Terms and Conditions of Engagement
The following Standard Terms and Conditions shall apply for all work where the client forms a contract with Offshore Wind Consultants Taiwan Co., Ltd. (hereinafter referred to as “OWC”) .
In these Conditions, unless the context otherwise requires:
“Agreement” shall have the meaning given to it in Clause 2.1.
“Company” means the person or business association entering into an Agreement with OWC under which OWC agrees to provide the Services.
“Conditions” means the terms and conditions of business set out in this document and any special terms and conditions agreed in writing by OWC and the Company.
“Confidential Information” shall have the meaning given to it in Clause 12.1.
“Force Majeure” shall have the meaning given to it in Clause 10.1.
“Price” means the price paid by the Company to OWC for the Services provided in accordance with Clause 9.
“Proposal”, “Tender” or “PO” means a specific written offer orpurchase orderto perform the Services in accordance with the terms of these Conditions. The offer shall include, as a minimum, a scope of work, schedule and cost for performance of the Services.
“Order Acknowledgement Form” means the form issued by OWC to the Company at the commencement of the Services.
“Services” means the provision of work and services to be performed by OWC in accordance with the terms of the Agreement and these Conditions, as more particularly set out in the Agreement.
1.2 The headings of Clauses within these Conditions are included for the purpose of information and ease of reference only and shall not be construed as limiting or extending the meaning of any of the provisions contained in the said Clauses.
2. Application of Conditions and Formation of Agreement
2.1 Save as otherwise agreed by OWC and the Company in writing, these Conditions alone shall apply to and be incorporated into any agreement for the provision of Services by OWC to the Company (hereinafter referred to as the “Agreement”) to the exclusion of all other terms and conditions which the Company may purport to apply under any purchase order or similar document or which could be implied by trade custom, practice or course of dealing. For the avoidance of doubt, the Agreement shall comprise each of the following documents (where applicable):
(i) these Conditions;
(ii) the Proposal, Tender or PO;
(iii) the Order Acknowledgement Form; and
(iv) any Cost Time Resource Sheets(as defined below).
2.2 Any order for Services shall be deemed to be an offer by the Company to purchase such Services pursuant to these Conditions and all such orders (whether or not based on a previous Proposal, Tender or PO) are subject to acceptance by OWC. Accordingly, no binding contract shall be created until:
(A) notice of the acceptance of the order has been given by OWC; or
(B) (if earlier) the Services are performed for the benefit of, the Company;
and OWC reserves its right to withdraw or revise a Proposal, Tender or PO, or to refuse to accept any order on any grounds whatsoever at any time prior to the events listed in sub-clauses (A) and (B) above.

Problems to work on ::
(1) Print everything in the OWC terms of engagement from "Terms and Conditions of Engagement" down to "provide the Services.".
(2) Carry on the OWC terms of engagement, starting after its last sentence.

Records from a point labeling set:
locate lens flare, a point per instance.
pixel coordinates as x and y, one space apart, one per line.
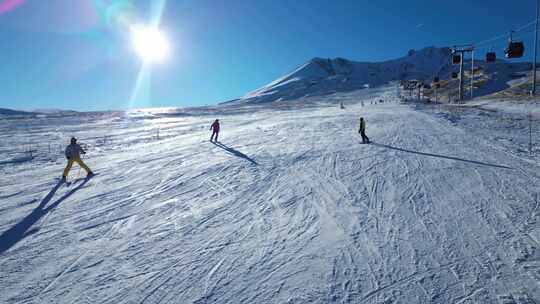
149 43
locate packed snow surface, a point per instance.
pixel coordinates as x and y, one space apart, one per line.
290 207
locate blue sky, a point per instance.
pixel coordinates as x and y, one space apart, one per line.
75 54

Responses to the tasks ::
(1)
Terms and Conditions of Engagement
The following Standard Terms and Conditions shall apply for all work where the client forms a contract with Offshore Wind Consultants Taiwan Co., Ltd. (hereinafter referred to as “OWC”) .
In these Conditions, unless the context otherwise requires:
“Agreement” shall have the meaning given to it in Clause 2.1.
“Company” means the person or business association entering into an Agreement with OWC under which OWC agrees to provide the Services.

(2)
2.3 Any variation to these Conditions (including any special terms and conditions agreed between the parties) shall be inapplicable unless agreed in writing by OWC. Once an Agreement exists between the Company and OWC it cannot be amended by the Company except with OWC’s prior written consent and, if required by OWC, upon terms which will indemnify OWC against all loss suffered by OWC as a result of such variation.
2.4 No particulars, statements or descriptions, whether contained in any advertising matter, catalogues, brochures, price lists or otherwise provided by the Company concerning the Services, nor any verbal representations by any agent, employee or representative of OWC, unless contained in the documents defined in Clause 2.1, shall form part of the Agreement or be treated as constituting a representation on the part of OWC.
3. Scope of Work
3.1 These Conditions apply to the agreed Scope of Work and any variation thereto agreed in writing by the parties.
3.2 OWC may at any time notify the Company of changes to the Services which are necessary to comply with any applicable law, government order, or similar requirement.
3.3 The Company will at its own expense supply OWC with all necessary information in sufficient time to complete the Service and be responsible for and ensure the accuracy of all information supplied by the Company.
4. Term of Agreement
Unless otherwise specified in the Agreement, the Agreement shall be effective from the date of issuance of the Order Acknowledgement Form and shall continue until such time as the Services are completed.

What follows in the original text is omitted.